THE TASK -> In the material below, take everything from the line containing "Target: snow-covered ground" down to the line containing "x=227, y=722", both included, and render it as a JSON list of strings with one string per line and blank lines left out.
* BEGIN TASK MATERIAL *
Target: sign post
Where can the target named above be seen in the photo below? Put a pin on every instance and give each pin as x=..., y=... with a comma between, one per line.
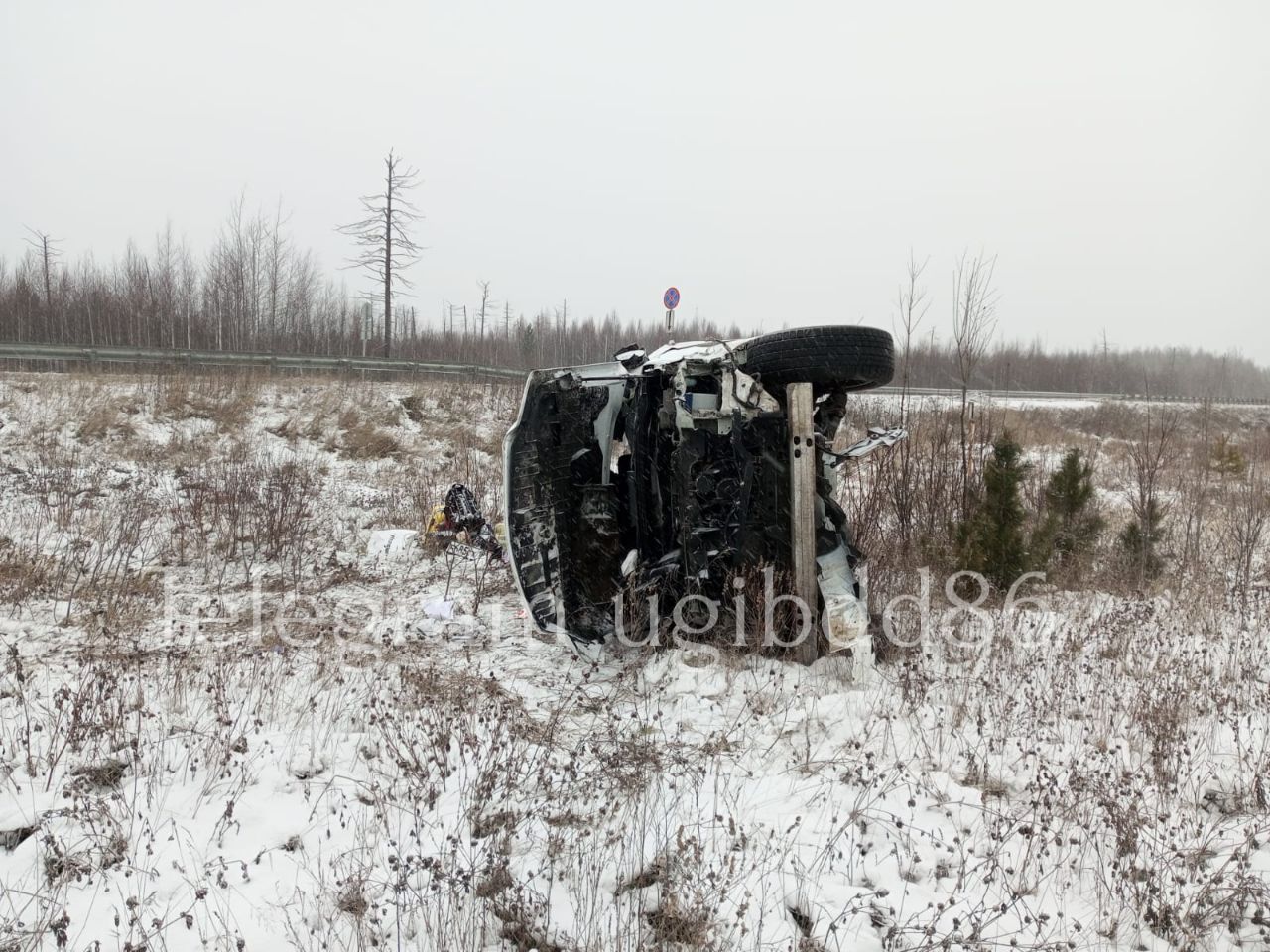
x=671, y=298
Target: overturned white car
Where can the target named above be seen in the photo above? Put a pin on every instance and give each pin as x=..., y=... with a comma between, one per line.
x=671, y=472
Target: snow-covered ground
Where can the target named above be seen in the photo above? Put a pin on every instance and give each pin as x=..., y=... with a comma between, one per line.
x=227, y=722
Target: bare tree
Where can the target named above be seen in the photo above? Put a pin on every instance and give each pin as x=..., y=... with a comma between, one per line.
x=912, y=308
x=974, y=318
x=382, y=238
x=1250, y=515
x=485, y=304
x=49, y=253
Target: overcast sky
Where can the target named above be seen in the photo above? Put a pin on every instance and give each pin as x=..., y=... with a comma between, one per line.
x=776, y=162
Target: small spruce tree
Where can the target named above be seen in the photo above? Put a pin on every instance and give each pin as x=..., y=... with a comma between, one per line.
x=1138, y=539
x=1072, y=524
x=993, y=539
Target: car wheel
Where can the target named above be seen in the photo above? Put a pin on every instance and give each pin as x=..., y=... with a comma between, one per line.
x=837, y=357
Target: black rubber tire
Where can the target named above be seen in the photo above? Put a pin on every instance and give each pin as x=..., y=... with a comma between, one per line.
x=838, y=357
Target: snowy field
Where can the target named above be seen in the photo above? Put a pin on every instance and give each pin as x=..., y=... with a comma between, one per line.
x=230, y=722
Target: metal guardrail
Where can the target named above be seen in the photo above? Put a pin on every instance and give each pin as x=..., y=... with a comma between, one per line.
x=90, y=356
x=238, y=358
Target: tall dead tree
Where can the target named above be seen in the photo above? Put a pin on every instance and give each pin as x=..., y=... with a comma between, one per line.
x=382, y=238
x=48, y=254
x=912, y=309
x=974, y=318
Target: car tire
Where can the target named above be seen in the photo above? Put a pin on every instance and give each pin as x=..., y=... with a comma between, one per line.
x=837, y=357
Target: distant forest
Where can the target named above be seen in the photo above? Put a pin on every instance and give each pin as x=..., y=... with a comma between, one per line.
x=255, y=290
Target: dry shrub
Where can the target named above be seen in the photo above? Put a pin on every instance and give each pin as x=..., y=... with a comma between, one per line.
x=366, y=440
x=104, y=421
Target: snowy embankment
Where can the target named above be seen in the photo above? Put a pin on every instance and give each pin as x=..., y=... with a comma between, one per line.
x=225, y=725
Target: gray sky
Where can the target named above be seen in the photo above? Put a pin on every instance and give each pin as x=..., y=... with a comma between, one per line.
x=774, y=160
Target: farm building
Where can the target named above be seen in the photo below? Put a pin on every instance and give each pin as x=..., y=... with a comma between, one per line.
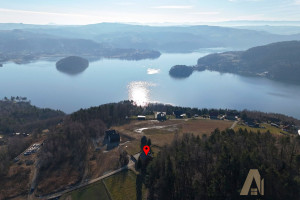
x=112, y=136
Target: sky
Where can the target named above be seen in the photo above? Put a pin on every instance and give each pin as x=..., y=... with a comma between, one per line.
x=146, y=11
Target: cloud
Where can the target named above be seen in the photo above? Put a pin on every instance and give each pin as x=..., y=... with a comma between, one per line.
x=205, y=13
x=173, y=7
x=244, y=0
x=153, y=71
x=41, y=13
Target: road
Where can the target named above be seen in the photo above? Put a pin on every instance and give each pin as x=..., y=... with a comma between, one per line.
x=58, y=194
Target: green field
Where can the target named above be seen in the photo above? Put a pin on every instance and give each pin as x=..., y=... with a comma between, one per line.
x=93, y=192
x=122, y=186
x=272, y=129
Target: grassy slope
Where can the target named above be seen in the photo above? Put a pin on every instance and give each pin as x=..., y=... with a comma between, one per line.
x=91, y=192
x=122, y=186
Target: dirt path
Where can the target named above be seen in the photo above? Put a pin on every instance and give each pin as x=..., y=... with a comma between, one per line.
x=58, y=194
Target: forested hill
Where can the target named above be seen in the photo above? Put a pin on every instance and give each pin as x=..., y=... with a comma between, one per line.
x=23, y=46
x=278, y=61
x=17, y=114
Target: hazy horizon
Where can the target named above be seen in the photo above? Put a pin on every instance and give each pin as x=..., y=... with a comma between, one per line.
x=81, y=12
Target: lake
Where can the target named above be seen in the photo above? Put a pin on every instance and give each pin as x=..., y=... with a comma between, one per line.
x=144, y=81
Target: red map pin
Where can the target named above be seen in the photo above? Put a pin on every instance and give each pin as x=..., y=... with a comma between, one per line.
x=146, y=149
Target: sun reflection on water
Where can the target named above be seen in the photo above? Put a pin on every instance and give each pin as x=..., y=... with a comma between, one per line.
x=139, y=92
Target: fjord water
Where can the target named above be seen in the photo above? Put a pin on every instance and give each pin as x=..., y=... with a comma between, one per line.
x=145, y=81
* END TASK MATERIAL *
CORRECT RESPONSE ->
[
  "Target: snow-covered ground",
  "Where can the target named above be seen in the photo above? Put a pin on every instance and give each pin as x=..., y=... with a comma between, one per line.",
  "x=227, y=722"
]